-- BEGIN Supplied information --
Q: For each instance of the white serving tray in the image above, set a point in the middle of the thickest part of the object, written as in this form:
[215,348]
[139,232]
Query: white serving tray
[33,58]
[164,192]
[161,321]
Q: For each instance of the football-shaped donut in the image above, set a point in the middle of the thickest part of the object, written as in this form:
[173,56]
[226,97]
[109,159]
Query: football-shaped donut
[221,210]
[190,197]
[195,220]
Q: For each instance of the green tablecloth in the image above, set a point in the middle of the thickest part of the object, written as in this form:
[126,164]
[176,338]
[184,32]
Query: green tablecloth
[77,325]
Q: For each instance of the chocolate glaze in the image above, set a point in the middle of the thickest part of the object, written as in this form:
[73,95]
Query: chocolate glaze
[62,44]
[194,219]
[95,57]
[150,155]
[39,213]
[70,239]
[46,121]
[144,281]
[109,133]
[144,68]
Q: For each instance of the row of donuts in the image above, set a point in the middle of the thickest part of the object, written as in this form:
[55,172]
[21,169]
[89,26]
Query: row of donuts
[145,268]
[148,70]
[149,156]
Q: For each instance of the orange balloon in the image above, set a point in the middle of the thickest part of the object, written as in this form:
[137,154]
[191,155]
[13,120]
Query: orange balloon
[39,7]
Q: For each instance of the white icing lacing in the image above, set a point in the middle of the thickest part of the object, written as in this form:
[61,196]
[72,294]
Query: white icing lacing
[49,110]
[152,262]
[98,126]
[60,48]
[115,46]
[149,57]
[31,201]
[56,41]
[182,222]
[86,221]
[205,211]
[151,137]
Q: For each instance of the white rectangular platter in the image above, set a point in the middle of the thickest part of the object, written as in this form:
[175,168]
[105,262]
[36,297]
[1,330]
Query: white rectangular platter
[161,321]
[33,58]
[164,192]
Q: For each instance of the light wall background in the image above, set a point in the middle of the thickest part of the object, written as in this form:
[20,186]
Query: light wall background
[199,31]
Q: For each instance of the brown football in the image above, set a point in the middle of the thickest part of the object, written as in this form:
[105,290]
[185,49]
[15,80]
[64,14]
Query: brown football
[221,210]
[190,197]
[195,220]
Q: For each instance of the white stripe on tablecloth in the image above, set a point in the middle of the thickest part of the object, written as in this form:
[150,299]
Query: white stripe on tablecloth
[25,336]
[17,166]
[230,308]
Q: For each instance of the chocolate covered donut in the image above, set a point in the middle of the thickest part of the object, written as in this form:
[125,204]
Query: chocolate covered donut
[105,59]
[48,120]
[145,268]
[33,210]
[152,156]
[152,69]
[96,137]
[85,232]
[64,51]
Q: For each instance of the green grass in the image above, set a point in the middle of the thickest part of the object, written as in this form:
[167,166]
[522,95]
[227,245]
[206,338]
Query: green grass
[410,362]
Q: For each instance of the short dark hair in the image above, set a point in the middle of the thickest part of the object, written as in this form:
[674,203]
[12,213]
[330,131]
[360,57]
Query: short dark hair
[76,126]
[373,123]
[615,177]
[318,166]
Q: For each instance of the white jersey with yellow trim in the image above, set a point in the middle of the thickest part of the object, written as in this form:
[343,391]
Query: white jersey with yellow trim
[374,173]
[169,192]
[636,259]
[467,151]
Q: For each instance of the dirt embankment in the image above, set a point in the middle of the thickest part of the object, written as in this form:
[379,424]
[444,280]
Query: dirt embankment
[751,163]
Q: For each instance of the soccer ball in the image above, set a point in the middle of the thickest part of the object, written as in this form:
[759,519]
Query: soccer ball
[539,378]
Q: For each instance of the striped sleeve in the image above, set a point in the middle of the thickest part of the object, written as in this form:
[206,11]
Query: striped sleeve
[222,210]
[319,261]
-- END Supplied information --
--- What you are asked to do ---
Put every line of the listing into a JSON list of strings, one string per line, with blank lines dropped.

--- Answer for this exercise ---
[
  "Q: For each instance of the white serving tray in the image above, set a point in the middle of the thickest part of the object, written as in this form:",
  "[215,348]",
  "[139,232]",
  "Query: white serving tray",
  "[33,58]",
  "[164,192]",
  "[161,321]",
  "Q: For each instance of the football-shaped donut in the image above, set a point in the middle of the thickest part of the object, written as in this form:",
  "[173,56]",
  "[226,97]",
  "[109,159]",
  "Query: football-shaped donut",
  "[221,210]",
  "[190,197]",
  "[195,220]",
  "Q: For each instance of the green tablecloth in the image above, set a point in the middle of the thickest part of the object, written as in this form:",
  "[126,164]",
  "[176,338]",
  "[184,32]",
  "Query: green tablecloth",
  "[77,325]",
  "Q: For each instance of the chocolate glaze in the image above, set a point in the middle of the thickest part of the object, written as in this form:",
  "[73,95]",
  "Query: chocolate glaze",
  "[62,44]",
  "[194,219]",
  "[95,57]",
  "[150,155]",
  "[39,213]",
  "[70,239]",
  "[46,121]",
  "[144,281]",
  "[109,133]",
  "[144,68]",
  "Q: For each instance of the row of donuts in the image above, set a point in the middle of the thickest part of the object, written as in this form:",
  "[55,172]",
  "[21,169]",
  "[89,26]",
  "Query: row of donuts",
  "[145,268]",
  "[148,70]",
  "[149,156]",
  "Q: For each instance of the orange balloon in the image above, set a point in the middle of the thickest part of the object, written as in this form:",
  "[137,154]",
  "[191,155]",
  "[13,120]",
  "Query: orange balloon",
  "[39,7]",
  "Q: For each instance of the white icing lacing in the image above, set a point in the middle of the thickest part of the object, written as in this form:",
  "[61,196]",
  "[72,294]",
  "Query: white icing lacing",
  "[49,110]",
  "[152,262]",
  "[98,126]",
  "[60,48]",
  "[115,46]",
  "[149,57]",
  "[31,201]",
  "[56,41]",
  "[182,222]",
  "[86,221]",
  "[205,211]",
  "[151,137]",
  "Q: For each instance of the white rectangular platter in the image above, set a point in the middle of the thickest part of the object, written as in this form:",
  "[175,168]",
  "[105,262]",
  "[36,297]",
  "[1,330]",
  "Query: white rectangular platter",
  "[161,321]",
  "[33,58]",
  "[164,192]",
  "Q: For each instance of the light wall background in the image above, set a point in the middle of the thickest part of the object, written as in this form:",
  "[20,186]",
  "Query: light wall background",
  "[199,31]",
  "Q: For each instance of the brown football in the image above, set a point in the middle of the thickest part of the object, written as in this form:",
  "[105,290]",
  "[185,49]",
  "[15,80]",
  "[64,14]",
  "Query: brown football",
  "[221,210]",
  "[190,197]",
  "[195,220]",
  "Q: For each instance of the white stripe on tablecloth in the image above, set a point in the middle of the thickest part of the object, written as in this form:",
  "[150,299]",
  "Query: white stripe on tablecloth",
  "[25,336]",
  "[17,166]",
  "[230,308]",
  "Q: For each instance of the chocolate covered donut in the image above, set a point in the middle of the thickest part of the object, written as in this form:",
  "[125,204]",
  "Query: chocolate covered donut",
  "[105,59]",
  "[48,120]",
  "[145,268]",
  "[33,210]",
  "[152,156]",
  "[152,69]",
  "[96,137]",
  "[85,232]",
  "[64,51]",
  "Q: For each instance of the green grass in the image above, set a point in the middle of the thickest part of the object, written as in this form:",
  "[167,166]",
  "[522,95]",
  "[227,245]",
  "[206,338]",
  "Query: green grass",
  "[410,362]",
  "Q: For each instance of the short dark hair in the image above, set a point in the middle of the thickest part of the object, written as in this form:",
  "[674,203]",
  "[12,213]",
  "[330,131]",
  "[360,57]",
  "Query: short dark hair",
  "[76,126]",
  "[373,123]",
  "[615,177]",
  "[318,166]",
  "Q: For each instance of the white jersey with yellow trim in the image above, set a point in the middle of the thickest part of the object, written as in this form:",
  "[343,391]",
  "Query: white jersey with yellow trim",
  "[374,173]",
  "[169,192]",
  "[636,259]",
  "[467,151]",
  "Q: For each instance of the dirt embankment in the image above, set a point in the middle of the thickest part of the object, written as in this form:",
  "[379,424]",
  "[444,280]",
  "Query: dirt embankment",
  "[751,163]",
  "Q: For each instance of the soccer ball in the image above, set a point in the middle of the thickest part of the object, written as in this form:",
  "[759,519]",
  "Query: soccer ball",
  "[539,378]",
  "Q: For each instance of the striped sleeve in the image above, set a point in the middle of the thickest part of the object, written as in this form:",
  "[206,11]",
  "Query: striped sleeve",
  "[222,210]",
  "[319,261]"
]